═════ EXERCISE DATA

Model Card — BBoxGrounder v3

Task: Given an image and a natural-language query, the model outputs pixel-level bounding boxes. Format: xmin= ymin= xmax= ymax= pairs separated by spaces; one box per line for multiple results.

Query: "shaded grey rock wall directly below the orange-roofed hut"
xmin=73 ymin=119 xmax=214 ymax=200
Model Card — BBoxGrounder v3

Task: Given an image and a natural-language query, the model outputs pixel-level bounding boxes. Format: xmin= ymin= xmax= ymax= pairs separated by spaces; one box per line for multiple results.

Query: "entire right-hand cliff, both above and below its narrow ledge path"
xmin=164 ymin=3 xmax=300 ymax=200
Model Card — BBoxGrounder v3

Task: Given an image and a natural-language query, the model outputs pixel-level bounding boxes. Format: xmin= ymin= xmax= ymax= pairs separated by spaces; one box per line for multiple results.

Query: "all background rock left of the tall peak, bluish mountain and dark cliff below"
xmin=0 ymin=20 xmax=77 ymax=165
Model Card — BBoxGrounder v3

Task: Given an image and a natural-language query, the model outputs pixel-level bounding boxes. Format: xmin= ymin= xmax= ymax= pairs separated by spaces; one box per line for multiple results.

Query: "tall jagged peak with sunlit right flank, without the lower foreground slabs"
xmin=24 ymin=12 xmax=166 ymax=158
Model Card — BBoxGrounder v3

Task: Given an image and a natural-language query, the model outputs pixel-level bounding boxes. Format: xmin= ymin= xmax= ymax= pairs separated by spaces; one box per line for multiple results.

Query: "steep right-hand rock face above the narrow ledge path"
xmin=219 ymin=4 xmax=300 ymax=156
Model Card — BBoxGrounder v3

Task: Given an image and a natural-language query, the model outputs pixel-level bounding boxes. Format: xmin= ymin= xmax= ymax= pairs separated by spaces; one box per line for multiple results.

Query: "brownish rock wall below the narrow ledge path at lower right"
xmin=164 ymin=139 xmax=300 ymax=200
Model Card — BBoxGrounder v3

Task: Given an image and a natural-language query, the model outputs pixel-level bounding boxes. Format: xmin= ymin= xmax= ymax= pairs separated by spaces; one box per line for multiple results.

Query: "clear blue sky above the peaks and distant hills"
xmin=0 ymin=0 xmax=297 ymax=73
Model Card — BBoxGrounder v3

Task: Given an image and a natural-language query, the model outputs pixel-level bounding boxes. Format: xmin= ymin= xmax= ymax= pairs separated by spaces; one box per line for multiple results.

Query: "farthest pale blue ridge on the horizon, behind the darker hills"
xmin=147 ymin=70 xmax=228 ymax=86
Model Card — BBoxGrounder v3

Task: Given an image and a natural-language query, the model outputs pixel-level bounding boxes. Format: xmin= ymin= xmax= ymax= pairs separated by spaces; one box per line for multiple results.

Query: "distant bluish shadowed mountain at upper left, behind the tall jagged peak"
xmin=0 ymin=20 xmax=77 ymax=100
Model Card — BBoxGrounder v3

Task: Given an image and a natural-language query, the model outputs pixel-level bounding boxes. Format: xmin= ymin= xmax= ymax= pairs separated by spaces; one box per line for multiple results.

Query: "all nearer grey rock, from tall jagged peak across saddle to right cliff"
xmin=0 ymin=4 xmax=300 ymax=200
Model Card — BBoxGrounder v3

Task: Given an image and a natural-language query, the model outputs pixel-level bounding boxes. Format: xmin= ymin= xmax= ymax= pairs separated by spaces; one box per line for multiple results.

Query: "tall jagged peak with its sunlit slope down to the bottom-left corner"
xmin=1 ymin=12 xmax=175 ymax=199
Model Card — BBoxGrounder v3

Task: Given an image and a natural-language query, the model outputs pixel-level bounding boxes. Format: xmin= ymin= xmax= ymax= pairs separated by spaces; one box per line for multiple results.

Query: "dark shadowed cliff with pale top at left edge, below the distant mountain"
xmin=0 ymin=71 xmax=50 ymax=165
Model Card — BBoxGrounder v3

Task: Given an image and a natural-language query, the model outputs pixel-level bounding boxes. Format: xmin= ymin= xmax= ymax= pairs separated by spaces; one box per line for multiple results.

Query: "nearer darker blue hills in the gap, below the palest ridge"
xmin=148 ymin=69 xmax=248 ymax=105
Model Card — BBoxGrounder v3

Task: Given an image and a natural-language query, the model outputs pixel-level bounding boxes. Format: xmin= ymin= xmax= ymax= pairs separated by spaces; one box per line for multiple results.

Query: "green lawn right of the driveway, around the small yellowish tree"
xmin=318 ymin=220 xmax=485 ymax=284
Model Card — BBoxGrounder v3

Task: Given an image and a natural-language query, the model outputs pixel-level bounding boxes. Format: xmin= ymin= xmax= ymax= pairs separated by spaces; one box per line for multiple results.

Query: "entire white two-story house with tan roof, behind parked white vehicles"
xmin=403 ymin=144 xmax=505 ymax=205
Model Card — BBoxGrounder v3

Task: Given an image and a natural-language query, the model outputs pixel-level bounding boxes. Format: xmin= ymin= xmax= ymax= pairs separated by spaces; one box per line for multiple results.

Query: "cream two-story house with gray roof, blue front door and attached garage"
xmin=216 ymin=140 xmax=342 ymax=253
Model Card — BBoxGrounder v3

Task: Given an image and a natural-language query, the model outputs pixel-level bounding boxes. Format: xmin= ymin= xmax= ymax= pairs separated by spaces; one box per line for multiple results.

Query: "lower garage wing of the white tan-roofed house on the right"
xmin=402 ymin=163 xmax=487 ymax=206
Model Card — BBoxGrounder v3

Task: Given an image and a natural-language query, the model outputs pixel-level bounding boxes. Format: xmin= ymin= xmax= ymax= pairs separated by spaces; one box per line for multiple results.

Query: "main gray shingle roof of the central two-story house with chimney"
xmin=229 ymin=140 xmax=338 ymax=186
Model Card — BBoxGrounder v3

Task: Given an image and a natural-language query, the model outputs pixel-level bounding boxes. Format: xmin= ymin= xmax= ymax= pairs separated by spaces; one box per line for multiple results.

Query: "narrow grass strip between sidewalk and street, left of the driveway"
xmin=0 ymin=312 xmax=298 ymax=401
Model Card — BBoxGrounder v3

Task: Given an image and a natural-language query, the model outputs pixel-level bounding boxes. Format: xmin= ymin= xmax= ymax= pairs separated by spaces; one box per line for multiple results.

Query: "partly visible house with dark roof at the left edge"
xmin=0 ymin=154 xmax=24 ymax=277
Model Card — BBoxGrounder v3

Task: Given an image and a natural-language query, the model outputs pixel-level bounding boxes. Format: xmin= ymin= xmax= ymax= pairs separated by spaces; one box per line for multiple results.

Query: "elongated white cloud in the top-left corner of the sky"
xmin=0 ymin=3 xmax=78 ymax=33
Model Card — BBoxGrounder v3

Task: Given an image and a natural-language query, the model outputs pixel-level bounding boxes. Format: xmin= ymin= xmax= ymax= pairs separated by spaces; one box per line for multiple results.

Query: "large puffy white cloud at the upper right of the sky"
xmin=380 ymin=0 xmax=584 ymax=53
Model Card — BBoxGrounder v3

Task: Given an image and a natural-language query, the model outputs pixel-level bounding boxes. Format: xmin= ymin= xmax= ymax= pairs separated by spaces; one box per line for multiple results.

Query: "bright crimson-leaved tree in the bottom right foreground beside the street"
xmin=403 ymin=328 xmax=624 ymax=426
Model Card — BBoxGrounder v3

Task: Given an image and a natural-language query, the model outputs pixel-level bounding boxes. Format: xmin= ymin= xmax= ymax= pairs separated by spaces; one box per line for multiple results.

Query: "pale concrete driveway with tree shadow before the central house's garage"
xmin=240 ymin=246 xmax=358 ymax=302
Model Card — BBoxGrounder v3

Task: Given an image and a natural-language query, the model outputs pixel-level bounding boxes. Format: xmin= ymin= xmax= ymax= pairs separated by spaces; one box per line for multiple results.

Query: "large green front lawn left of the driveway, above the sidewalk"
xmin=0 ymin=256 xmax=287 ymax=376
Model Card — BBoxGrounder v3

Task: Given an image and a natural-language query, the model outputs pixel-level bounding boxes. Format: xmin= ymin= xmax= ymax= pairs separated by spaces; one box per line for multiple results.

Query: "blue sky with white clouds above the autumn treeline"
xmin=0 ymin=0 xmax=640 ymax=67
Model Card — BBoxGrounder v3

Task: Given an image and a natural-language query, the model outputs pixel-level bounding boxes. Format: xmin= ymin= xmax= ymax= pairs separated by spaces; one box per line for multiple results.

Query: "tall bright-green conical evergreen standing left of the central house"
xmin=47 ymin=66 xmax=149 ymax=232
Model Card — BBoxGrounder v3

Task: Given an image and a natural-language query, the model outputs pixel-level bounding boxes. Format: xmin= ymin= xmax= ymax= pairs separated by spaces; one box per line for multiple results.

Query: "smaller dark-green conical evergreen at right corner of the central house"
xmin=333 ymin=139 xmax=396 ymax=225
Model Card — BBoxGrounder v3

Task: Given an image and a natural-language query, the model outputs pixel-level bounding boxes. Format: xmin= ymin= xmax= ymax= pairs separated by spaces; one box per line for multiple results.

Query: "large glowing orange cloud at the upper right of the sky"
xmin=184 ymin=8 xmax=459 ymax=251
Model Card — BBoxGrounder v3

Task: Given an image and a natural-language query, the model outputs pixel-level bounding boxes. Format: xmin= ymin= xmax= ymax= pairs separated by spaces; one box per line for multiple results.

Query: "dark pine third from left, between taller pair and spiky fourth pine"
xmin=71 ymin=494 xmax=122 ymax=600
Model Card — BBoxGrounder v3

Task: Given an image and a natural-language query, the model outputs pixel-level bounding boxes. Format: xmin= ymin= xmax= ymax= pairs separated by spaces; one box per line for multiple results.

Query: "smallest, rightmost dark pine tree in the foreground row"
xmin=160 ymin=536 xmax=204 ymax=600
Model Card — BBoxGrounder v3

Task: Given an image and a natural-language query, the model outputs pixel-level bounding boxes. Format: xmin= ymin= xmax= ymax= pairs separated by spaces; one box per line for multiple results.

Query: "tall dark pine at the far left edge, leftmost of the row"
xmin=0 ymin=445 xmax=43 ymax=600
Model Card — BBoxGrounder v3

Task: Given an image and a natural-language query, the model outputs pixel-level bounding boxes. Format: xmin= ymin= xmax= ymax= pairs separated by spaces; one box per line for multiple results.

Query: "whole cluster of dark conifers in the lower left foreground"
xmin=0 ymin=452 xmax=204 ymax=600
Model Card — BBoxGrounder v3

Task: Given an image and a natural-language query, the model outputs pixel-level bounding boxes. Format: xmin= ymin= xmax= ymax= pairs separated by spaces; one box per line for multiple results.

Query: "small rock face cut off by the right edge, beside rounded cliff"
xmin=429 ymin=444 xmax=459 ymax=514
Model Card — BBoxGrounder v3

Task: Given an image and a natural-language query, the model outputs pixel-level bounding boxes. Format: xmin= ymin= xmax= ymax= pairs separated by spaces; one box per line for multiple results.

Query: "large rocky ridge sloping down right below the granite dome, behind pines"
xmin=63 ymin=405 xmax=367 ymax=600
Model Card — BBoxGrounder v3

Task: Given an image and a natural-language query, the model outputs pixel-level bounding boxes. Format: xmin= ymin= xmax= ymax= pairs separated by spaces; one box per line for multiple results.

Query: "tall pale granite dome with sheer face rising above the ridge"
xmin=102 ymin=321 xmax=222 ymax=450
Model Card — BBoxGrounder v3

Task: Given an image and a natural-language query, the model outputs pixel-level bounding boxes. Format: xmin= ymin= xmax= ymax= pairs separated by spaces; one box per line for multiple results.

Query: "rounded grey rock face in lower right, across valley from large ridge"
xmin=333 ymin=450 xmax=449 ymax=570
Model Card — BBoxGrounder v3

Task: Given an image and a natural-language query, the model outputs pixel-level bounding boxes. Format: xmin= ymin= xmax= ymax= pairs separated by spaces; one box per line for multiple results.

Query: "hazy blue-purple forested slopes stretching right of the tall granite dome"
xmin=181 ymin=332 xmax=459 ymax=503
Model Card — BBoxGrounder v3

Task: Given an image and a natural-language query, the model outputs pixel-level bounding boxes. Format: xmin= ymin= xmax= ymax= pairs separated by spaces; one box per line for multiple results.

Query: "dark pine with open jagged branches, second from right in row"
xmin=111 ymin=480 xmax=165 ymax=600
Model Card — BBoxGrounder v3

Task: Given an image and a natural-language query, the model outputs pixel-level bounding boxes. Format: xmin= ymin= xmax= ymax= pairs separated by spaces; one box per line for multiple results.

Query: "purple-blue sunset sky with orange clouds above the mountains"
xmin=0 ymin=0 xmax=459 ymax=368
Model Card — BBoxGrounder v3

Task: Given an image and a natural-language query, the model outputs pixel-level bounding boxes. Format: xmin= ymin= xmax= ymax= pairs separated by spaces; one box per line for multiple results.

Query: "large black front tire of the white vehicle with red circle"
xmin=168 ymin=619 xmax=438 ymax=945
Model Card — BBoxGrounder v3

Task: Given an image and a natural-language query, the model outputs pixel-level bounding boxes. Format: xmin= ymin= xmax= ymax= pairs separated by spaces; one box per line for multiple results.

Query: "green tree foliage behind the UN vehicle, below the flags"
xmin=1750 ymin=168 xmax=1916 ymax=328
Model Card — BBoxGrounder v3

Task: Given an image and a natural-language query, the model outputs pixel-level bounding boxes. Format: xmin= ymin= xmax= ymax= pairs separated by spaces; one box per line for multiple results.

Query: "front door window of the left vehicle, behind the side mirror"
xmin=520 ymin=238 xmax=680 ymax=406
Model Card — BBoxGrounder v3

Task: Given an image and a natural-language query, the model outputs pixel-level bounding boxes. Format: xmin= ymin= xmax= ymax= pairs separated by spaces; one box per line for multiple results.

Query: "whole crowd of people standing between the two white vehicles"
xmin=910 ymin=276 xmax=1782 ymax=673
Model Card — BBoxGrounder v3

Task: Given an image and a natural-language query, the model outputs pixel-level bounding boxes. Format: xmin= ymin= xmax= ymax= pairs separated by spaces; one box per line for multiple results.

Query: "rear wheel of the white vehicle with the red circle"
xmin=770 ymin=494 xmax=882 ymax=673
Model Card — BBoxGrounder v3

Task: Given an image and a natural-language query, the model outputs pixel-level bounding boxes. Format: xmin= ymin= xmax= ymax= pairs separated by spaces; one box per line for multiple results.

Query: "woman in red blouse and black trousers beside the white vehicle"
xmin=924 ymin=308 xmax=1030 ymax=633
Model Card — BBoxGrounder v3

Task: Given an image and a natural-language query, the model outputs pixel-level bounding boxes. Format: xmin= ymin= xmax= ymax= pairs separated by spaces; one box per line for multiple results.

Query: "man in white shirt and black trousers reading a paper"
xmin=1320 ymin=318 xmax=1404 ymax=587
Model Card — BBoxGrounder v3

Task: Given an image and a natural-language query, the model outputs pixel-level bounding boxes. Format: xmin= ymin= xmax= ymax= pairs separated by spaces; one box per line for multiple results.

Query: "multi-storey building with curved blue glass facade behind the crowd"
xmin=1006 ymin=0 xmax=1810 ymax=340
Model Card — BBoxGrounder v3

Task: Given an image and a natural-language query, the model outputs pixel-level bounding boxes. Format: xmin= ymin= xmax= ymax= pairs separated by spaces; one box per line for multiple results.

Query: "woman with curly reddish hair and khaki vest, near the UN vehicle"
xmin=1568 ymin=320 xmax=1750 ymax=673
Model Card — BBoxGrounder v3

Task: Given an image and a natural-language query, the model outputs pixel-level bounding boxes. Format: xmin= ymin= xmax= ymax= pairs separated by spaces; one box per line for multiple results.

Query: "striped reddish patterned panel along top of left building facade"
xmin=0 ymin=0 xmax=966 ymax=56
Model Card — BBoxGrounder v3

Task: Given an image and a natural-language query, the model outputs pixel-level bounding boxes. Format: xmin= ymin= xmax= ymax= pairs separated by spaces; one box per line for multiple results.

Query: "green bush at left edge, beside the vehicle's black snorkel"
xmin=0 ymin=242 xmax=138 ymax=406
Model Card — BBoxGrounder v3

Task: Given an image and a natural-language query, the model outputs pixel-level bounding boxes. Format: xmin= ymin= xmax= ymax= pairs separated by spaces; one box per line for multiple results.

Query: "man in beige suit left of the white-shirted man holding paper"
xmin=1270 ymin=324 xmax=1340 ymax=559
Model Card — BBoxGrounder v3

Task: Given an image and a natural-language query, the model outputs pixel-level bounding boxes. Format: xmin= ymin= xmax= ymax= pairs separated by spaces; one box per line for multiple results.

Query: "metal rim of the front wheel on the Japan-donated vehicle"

══════════

• **TO DO**
Look above for the line containing "in beige suit". From there to the final line of the entries, repeat every line exactly.

• **ANSWER SPACE**
Query: "man in beige suit left of the white-shirted man holding paper"
xmin=1270 ymin=324 xmax=1340 ymax=559
Model Card — BBoxGrounder v3

Task: Given an image and a natural-language query, the model outputs pixel-level bounding boxes. Format: xmin= ymin= xmax= ymax= pairs separated by spaces; one box per line for multiple results.

Query: "metal rim of the front wheel on the Japan-donated vehicle"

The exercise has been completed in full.